それは、うつ病ではありません.jpg 同じ頃に刊行された林公一(きみかず)氏の『それは、うつ病ではありません!』('09年/宝島社新書)が、事例から入って、これは「うつ病」でありこれは「擬態うつ」だとして後付で解説しているのに比べると、最初に体系を示しているためより解り易かったです。
 そして何よりも、『それは、うつ病ではありません!』が「気分変調性障害」などを「擬態うつ」として排斥しているのに対し、本書は、「現代型うつ病」としているのが大きな違いで、DSM-Ⅳに対しては批判も多いものの、とりあえずは現行の診断基準になっているのだから、それに沿って解説するのが筋でしょう。そうした意味では本書の方がオーソドックス。

--- --- ---

_課題 1_: うつ病の本を比べた書評で「」に入っている語を、重複を除いてすべて挙げよ。
_課題 2_: うつ病の本を比べた書評の続きを、最後の文の後から再開して書け。
項目はここでは使わない。

_収集データ項目_:
--- --- ---

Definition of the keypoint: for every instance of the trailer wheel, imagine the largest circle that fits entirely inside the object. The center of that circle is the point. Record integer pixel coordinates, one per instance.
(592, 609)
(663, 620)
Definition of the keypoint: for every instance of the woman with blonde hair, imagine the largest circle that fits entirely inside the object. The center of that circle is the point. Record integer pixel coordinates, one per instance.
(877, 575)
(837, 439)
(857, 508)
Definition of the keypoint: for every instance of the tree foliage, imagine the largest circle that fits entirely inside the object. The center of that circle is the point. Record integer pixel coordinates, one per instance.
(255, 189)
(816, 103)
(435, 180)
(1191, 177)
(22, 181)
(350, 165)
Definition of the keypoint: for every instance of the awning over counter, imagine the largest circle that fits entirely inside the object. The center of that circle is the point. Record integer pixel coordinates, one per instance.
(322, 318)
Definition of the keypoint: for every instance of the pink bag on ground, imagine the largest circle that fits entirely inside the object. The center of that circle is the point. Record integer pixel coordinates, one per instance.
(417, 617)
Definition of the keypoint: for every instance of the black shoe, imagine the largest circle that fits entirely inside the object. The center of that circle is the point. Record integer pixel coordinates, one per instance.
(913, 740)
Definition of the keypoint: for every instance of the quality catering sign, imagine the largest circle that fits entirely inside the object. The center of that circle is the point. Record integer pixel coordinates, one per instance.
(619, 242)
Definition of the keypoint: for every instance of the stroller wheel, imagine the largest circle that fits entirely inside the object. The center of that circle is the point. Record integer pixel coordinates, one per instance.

--- --- ---

_解答 1_: うつ病、擬態うつ、気分変調性障害、現代型うつ病

_解答 2_:
 その上で、巷に氾濫している「職場うつ」という概念を、①従来型うつ病(大うつ病障害)、②現代型うつ病(気分変調性障害)、③パーソナリティ障害、④内因性精神障害(統合失調症や躁うつ病など)に区分し、それぞれの特徴を述べるとともに、治療方法や周囲の接し方、職場復帰プログラムの在り方などをタイプ別に解説しています(③、④など「うつ病」の診断基準を満たさないものを「排除」するのではなく、それらも含めて、産業医の立場から人事担当者と共に現実対応を考えていこうという姿勢がいい)。

 とりわけ、著者が「現代型うつ病」と呼ぶところの気分変調性障害(ディスチミア親和型うつ病)に対する見分け方や対応方法が類書に比べて解り易く書かれていて、例えば、「現代型うつ病」であっても敢えて「従来型うつ病」と同じ職場復帰プログラムを用いればよいことをその理由と共に書いている部分には、ナルホドと共感しました。

 「職場うつ」への企業内での対応について、産業医としての現場での経験を踏まえた上で(もちろん著者は、主治医としても患者を診ている)、精神科医としての専門家の立場から、現実的な対応法、実践的な示唆やアドバイスが分かり易く書かれた良書だと思います。

 惜しむらくはタイトルで、林公一氏の『それは、うつ病ではありません!』と同じようなニュアンスになってしまっているため、これもまた「擬態うつ」を告発するような内容かと錯覚する読者もいるのではないでしょうか。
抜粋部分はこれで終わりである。